-- Start DATASET CONTENT --

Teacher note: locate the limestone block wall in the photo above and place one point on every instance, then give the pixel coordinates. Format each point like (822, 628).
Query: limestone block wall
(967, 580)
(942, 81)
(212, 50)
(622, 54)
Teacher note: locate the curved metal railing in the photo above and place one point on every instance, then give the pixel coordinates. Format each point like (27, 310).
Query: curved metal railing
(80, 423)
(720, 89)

-- End DATASET CONTENT --

▶ _TASK PROMPT_
Turn every line of the listing above into a numbered list, leaving out any blank lines.

▶ _RESULT FOR THIS TASK_
1. Teacher note: locate the limestone block wall in the photo above and place one point on every instance, then give the pixel coordinates. Format each point like (822, 628).
2. Query: limestone block wall
3. (967, 580)
4. (942, 81)
5. (212, 50)
6. (622, 54)
7. Teacher note: locate the curved metal railing in the photo above and place one point on every instance, then give the pixel coordinates. Format each point like (27, 310).
8. Query: curved metal railing
9. (80, 423)
10. (720, 89)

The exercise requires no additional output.